[Items from a dataset]
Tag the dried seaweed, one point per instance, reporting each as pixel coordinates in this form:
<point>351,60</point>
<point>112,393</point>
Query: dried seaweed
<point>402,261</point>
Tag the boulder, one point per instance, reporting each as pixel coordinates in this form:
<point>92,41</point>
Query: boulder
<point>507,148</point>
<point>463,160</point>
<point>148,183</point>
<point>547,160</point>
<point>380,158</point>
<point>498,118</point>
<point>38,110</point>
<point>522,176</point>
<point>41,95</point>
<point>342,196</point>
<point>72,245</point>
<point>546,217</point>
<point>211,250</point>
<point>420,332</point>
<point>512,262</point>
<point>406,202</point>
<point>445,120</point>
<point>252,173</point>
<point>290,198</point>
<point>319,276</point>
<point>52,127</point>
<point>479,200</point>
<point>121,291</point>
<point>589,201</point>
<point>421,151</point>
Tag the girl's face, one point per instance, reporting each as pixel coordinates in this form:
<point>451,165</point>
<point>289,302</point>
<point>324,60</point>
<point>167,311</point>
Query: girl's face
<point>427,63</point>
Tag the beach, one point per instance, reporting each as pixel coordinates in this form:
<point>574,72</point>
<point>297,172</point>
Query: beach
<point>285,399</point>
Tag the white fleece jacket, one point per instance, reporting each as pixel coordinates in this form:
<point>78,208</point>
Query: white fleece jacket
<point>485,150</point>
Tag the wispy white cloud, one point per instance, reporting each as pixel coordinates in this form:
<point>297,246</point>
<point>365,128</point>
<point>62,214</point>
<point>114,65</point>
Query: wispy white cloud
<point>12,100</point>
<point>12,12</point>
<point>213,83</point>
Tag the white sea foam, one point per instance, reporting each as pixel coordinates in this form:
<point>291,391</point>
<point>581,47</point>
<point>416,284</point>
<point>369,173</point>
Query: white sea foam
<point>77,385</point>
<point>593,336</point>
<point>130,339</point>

WRITTEN EXERCISE
Reproduce every line from the one containing "Tag the wispy" through the end of the entries, requests included, scaling each coordinate in the answers by 2.4 and rounding to whole numbers, with halves rounded up. Leave the numbers in the requests and their format samples unchanged.

TASK RESULT
Tag the wispy white cloud, one point per instance, reporting each as pixel coordinates in this form:
<point>297,246</point>
<point>365,128</point>
<point>62,214</point>
<point>114,65</point>
Query: wispy white cloud
<point>29,240</point>
<point>29,29</point>
<point>511,199</point>
Tag the white sea foam, one point per instance, reporting each as pixel coordinates in this form:
<point>291,391</point>
<point>581,47</point>
<point>416,284</point>
<point>369,173</point>
Query: white sea foam
<point>185,924</point>
<point>1423,806</point>
<point>312,814</point>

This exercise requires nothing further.